## [Extracted information]

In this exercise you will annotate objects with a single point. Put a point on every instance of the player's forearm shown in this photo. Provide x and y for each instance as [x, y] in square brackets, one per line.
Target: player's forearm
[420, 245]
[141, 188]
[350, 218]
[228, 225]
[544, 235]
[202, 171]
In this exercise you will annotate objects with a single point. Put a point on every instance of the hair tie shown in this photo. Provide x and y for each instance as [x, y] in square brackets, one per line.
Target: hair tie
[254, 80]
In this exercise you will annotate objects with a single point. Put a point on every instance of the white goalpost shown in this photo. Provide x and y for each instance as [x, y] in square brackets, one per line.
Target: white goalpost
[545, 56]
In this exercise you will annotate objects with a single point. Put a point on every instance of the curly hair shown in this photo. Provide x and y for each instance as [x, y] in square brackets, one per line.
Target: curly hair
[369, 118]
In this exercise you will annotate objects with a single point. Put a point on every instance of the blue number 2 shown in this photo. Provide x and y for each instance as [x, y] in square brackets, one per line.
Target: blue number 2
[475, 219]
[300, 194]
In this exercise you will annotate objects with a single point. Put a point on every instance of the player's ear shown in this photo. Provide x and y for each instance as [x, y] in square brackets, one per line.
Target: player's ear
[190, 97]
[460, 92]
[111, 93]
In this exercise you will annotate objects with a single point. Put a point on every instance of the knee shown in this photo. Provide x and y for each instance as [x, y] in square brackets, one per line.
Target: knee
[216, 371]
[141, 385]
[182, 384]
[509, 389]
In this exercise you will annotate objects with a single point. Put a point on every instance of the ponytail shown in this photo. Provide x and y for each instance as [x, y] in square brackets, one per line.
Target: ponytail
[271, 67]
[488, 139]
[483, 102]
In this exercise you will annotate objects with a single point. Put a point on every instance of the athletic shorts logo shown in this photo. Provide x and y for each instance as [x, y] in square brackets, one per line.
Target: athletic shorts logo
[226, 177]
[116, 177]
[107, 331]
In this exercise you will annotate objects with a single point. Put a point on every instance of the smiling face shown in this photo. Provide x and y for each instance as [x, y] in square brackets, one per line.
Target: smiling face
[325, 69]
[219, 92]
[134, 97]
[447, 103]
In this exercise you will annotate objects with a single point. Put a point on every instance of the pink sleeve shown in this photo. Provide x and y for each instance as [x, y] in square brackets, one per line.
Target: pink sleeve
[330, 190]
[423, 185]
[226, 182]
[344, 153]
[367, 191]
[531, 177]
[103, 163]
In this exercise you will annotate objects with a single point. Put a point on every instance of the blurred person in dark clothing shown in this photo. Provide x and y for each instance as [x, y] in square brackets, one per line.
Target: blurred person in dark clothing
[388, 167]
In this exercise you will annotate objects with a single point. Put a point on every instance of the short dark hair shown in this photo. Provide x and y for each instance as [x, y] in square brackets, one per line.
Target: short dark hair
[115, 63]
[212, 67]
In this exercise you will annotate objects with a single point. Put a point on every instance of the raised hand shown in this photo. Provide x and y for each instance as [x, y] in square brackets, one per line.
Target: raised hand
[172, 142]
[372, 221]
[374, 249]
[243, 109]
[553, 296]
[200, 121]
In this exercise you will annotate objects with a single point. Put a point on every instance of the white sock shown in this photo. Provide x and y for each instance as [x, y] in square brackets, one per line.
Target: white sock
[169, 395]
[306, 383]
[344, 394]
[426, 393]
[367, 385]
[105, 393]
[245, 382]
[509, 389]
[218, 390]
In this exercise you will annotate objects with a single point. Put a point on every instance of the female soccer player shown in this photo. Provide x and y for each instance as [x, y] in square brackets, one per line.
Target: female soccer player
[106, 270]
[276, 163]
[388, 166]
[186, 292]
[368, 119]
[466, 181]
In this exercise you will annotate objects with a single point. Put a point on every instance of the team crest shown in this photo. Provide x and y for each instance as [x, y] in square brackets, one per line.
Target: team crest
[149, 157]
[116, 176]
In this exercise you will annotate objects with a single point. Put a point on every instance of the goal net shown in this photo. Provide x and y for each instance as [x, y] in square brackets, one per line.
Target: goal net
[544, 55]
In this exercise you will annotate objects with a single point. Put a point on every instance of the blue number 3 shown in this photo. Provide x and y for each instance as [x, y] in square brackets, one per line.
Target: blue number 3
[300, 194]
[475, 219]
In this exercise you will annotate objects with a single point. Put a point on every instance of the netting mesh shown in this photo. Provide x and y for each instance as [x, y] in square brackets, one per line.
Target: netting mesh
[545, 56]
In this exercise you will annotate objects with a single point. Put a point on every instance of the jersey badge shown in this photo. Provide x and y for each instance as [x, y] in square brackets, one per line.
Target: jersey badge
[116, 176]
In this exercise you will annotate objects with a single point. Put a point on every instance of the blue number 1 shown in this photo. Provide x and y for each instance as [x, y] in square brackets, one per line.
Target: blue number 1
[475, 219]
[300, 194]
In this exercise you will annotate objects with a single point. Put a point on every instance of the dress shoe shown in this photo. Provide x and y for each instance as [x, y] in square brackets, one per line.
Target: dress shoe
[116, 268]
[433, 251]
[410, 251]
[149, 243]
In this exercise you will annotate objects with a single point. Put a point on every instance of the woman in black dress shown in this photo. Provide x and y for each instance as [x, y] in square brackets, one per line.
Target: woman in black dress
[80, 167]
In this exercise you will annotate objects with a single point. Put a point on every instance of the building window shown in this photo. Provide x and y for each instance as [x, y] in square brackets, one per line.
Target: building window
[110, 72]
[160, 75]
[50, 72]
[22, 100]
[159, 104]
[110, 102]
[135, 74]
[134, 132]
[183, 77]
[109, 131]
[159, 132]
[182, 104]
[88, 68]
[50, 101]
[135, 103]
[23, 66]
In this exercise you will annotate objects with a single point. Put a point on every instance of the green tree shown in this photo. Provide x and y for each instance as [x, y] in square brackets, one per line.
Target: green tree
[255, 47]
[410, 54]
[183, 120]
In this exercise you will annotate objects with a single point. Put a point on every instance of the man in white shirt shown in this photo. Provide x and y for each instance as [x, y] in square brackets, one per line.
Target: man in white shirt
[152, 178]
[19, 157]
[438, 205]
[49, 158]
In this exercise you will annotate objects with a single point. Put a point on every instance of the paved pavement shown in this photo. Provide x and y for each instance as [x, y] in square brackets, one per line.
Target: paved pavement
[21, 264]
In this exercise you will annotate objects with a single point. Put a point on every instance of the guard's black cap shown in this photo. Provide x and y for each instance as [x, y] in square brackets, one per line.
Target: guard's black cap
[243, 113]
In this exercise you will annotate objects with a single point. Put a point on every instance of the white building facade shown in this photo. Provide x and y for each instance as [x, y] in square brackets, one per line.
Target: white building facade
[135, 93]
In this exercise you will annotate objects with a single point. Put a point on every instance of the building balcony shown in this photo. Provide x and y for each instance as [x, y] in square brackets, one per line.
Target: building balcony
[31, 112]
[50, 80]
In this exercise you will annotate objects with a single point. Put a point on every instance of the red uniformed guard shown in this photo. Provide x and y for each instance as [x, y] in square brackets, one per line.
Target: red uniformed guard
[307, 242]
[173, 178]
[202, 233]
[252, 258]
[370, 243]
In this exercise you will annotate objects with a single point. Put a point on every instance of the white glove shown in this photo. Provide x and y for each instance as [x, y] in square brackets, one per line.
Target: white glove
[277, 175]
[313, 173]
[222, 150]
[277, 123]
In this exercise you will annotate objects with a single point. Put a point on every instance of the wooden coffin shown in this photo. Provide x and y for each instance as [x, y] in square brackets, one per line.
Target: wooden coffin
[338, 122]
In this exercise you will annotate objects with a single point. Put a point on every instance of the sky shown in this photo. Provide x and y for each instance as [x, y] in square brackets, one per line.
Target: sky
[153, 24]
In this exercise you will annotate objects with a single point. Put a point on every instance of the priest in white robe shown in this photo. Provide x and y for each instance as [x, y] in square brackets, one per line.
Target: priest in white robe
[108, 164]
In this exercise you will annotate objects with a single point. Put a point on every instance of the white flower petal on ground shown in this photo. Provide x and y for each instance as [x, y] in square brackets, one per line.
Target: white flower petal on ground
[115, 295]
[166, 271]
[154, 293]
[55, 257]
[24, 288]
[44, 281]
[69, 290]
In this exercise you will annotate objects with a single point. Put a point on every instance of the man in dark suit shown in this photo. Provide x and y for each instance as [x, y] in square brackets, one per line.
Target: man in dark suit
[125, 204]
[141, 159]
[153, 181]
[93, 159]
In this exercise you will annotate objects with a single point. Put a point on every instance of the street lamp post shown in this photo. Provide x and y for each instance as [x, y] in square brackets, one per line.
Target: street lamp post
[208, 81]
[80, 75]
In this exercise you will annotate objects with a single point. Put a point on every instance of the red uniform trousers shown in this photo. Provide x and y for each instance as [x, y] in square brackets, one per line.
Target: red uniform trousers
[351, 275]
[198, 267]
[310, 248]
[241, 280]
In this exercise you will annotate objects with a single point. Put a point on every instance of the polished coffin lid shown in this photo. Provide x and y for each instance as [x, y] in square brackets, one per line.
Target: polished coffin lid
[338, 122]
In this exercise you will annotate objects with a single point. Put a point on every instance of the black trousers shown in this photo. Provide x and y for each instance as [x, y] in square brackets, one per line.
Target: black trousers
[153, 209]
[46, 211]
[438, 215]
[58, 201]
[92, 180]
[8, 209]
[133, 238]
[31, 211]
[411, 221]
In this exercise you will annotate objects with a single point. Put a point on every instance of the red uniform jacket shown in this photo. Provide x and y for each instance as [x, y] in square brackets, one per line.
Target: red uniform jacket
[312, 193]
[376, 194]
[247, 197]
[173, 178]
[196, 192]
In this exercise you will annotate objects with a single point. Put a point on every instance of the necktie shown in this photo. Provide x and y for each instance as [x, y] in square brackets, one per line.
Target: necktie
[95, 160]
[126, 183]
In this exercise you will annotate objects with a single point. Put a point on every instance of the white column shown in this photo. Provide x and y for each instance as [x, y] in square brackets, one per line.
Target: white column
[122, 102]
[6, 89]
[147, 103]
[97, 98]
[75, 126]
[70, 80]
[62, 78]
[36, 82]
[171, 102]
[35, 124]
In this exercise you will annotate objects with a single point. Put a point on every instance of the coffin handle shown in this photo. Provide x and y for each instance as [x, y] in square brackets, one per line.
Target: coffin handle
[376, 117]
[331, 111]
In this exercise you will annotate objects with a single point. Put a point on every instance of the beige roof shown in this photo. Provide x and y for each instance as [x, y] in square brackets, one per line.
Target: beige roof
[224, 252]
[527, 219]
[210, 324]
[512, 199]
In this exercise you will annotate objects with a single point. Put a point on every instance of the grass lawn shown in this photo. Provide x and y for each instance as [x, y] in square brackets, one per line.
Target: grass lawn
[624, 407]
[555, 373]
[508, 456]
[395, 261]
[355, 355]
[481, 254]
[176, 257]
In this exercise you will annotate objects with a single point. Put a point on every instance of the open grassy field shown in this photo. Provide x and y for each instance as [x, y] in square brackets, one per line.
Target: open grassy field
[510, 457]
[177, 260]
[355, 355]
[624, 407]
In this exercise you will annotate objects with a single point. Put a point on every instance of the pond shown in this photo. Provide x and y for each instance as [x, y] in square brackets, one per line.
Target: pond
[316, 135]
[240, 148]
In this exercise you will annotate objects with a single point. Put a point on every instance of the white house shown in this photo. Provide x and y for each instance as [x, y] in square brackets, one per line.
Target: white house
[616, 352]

## [Task directions]
Beginning with the line that contains "of the coffin", quote each line exactly through the last line of the entries above, and nothing beyond them.

## [Final result]
In this exercise you will annotate objects with a single point. Put a point on every instance of the coffin handle shown in this photo. Provide x and y for each instance as [x, y] in square brackets, one per line.
Target: coffin handle
[376, 117]
[331, 111]
In this exercise you will annotate objects with a single point. Put a point on every instance of the beige roof shown in this photo. Provide x and y for each instance as [x, y] in square brackets, one per line.
Target: beige roof
[224, 252]
[527, 219]
[210, 324]
[512, 199]
In this exercise you will annotate objects with a single point. Put a point on every instance of the grass lawn shown in this photo. Provide x and y for each instance as [x, y] in square brackets, one per line.
Target: grass lawn
[624, 407]
[555, 373]
[508, 456]
[395, 261]
[355, 355]
[481, 254]
[176, 257]
In this exercise you will annotate objects with a single point. Put a point on every instance of the open grassy field shown in this photo. Provide x and y for each instance as [x, y] in square brackets, one per line.
Target: open grassy field
[510, 457]
[177, 260]
[355, 355]
[624, 407]
In this exercise you will annotate objects with a single point. Put a point on every instance of the pond shown in this photo. Provide x and y for each instance as [x, y] in square brackets, one per line.
Target: pond
[316, 135]
[240, 148]
In this exercise you will annotate objects with a single point. Put a point on every instance of the white house shown in this photo. Provide x and y for each instance as [x, y] in square brackets, one per line.
Target: white house
[616, 352]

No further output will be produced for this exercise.